◆ **Aim of the exercise**: Write out every line of data from the line containing "Expected content: raised open" down to the line containing "794 589 902 640", both included, and add 6 to each bounding box coordinate in the answers.

◆ **Supplied information**:
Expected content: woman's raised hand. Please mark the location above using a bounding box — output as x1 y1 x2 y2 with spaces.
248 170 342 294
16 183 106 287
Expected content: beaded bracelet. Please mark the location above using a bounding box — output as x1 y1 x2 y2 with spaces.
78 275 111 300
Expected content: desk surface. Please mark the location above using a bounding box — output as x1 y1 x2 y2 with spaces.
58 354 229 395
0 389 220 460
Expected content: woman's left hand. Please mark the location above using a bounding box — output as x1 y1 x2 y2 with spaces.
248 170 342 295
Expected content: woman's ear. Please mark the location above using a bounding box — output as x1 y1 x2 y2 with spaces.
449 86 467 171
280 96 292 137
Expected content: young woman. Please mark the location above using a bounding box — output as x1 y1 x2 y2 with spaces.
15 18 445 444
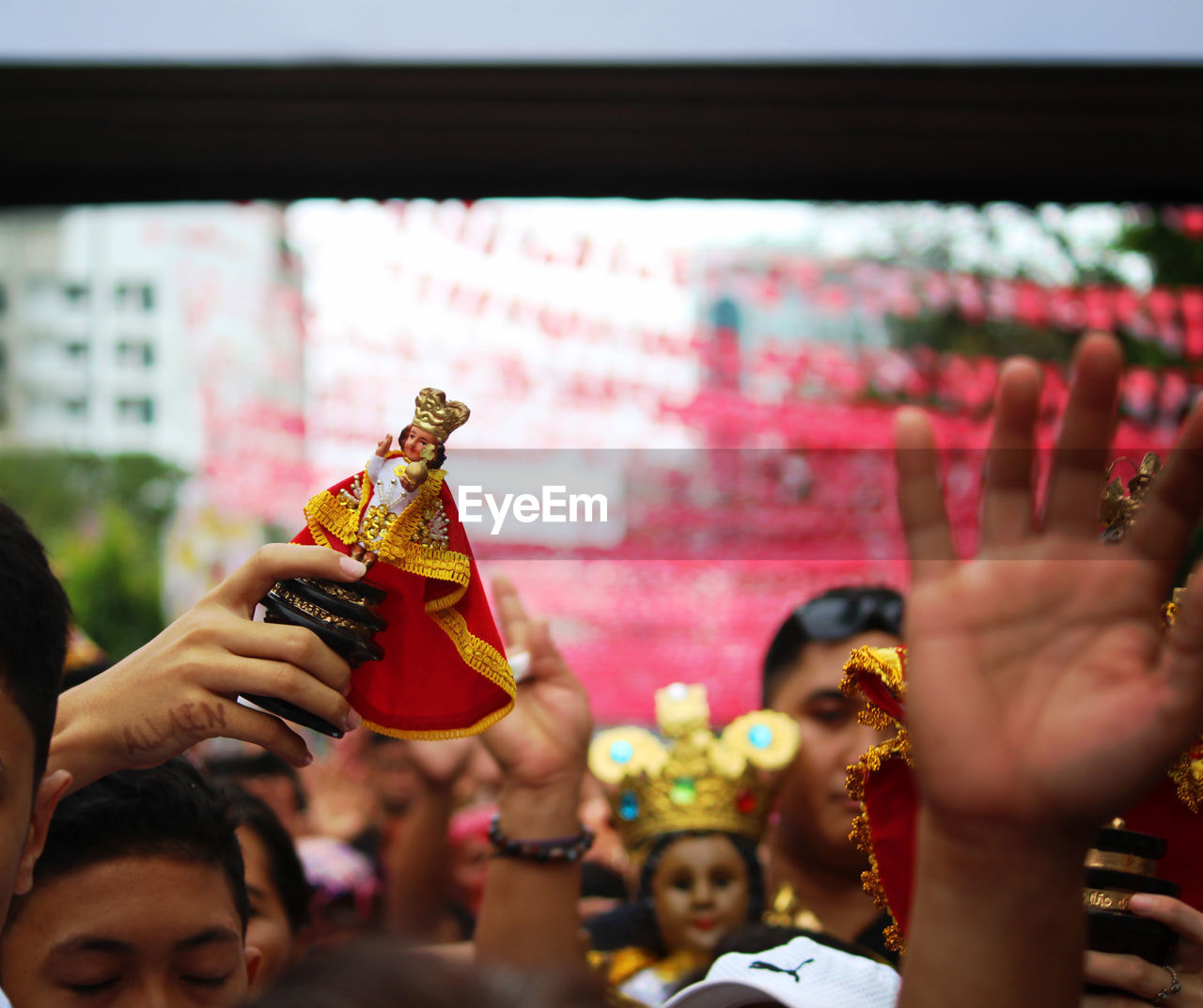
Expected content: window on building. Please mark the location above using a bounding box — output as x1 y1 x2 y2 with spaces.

---

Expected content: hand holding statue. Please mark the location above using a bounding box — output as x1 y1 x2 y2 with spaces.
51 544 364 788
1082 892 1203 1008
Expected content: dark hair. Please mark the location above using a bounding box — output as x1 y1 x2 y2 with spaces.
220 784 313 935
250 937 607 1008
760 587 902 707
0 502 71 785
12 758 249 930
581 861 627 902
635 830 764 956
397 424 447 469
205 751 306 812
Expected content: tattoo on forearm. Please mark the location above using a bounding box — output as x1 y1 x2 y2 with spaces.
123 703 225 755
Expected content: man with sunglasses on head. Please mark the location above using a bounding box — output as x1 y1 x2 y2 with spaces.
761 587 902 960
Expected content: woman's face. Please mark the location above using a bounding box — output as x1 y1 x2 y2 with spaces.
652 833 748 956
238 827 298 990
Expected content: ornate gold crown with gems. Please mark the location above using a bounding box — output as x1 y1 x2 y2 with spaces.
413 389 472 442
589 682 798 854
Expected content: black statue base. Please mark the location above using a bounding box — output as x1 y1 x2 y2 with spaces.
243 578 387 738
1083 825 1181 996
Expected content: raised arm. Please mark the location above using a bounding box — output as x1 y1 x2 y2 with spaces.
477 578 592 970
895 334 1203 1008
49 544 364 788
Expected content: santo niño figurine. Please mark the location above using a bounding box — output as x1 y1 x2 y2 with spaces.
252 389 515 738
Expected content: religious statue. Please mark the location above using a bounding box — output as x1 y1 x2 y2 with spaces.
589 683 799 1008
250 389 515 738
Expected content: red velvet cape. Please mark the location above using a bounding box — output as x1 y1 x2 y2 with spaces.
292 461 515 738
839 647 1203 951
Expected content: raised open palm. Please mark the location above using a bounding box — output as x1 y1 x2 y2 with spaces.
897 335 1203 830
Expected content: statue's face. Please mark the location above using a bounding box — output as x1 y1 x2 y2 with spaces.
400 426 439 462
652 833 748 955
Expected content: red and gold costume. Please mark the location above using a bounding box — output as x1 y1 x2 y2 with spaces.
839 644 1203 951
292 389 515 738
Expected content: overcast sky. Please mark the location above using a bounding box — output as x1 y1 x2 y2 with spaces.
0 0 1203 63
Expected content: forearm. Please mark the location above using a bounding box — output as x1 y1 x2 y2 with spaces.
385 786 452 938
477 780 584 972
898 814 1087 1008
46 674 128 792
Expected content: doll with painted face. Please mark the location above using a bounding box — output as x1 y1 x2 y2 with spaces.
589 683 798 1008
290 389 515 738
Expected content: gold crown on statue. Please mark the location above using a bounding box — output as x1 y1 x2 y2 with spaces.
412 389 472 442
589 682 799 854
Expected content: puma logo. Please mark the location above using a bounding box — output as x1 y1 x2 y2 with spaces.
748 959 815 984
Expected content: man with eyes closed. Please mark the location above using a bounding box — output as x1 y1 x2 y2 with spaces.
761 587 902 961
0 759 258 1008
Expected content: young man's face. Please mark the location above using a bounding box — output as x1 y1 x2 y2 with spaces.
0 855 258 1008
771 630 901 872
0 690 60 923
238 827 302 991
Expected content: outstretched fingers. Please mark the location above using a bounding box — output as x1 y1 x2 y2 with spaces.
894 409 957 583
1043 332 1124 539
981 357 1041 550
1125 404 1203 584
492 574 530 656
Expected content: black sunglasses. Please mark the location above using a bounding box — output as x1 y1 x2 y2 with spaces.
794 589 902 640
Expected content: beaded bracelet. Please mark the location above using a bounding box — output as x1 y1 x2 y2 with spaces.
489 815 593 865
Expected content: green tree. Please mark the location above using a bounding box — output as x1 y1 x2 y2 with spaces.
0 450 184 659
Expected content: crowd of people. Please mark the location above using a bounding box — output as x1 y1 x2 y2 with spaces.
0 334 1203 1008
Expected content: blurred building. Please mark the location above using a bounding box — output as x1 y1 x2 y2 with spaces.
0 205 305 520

◆ **Output of the exercise**:
Expected content: raised open palm. Please mark the location above using a bounding box — output as x1 y1 x2 y2 with spaces.
903 341 1209 836
Expected content: statue's face. Please mark the location above using a bounding box — output as x1 y1 x2 y2 with spaces.
406 432 445 468
658 839 754 961
Expected content: red and gold costume. Please mark the location above using a bounding box — output as x1 y1 x2 y2 with spaces.
845 650 1209 957
298 395 521 744
Expected content: overcast sky. Please mark the location above using a bounding box — output as x1 y1 x2 y2 with spaces.
6 6 1209 69
Expected content: forearm. Please mark the location above using a bounding box — output as x1 y1 x2 y2 with spaces.
391 792 458 944
483 786 590 978
904 820 1093 1014
52 680 134 798
Expected content: doll with painted face. Please mark the location above using a bounding box — output as x1 y1 x2 y2 with spaces.
595 689 804 1014
296 395 521 744
Expected content: gold crown on statue. Please mark the location above using a bounding box — output as x1 y1 x2 y2 with spaces.
418 395 478 448
595 688 805 860
Expected content: puma logo. Please mark the location above using a bounding box — output as x1 y1 x2 y2 with spaces.
754 965 821 990
Expected content: man with eyes closed. Please mark the location above using a bounding box — output as x1 y1 x2 y2 with spaces.
767 593 908 967
6 765 264 1014
Expected content: young man's face. Please mark the location above using a bounding box — output as x1 y1 x2 y2 with spaces.
6 861 264 1014
777 636 907 878
6 696 66 929
244 833 308 997
Expected content: outstretched fingers. Please mark the location above using a bounding box — output as x1 y1 x2 y2 with spaces.
900 415 963 589
1049 338 1130 545
987 363 1047 556
1131 410 1209 590
498 580 536 662
Expected content: black sunglasses. Please mark the location above using a bounding box — output as x1 y1 x2 y2 with spaces.
800 595 908 646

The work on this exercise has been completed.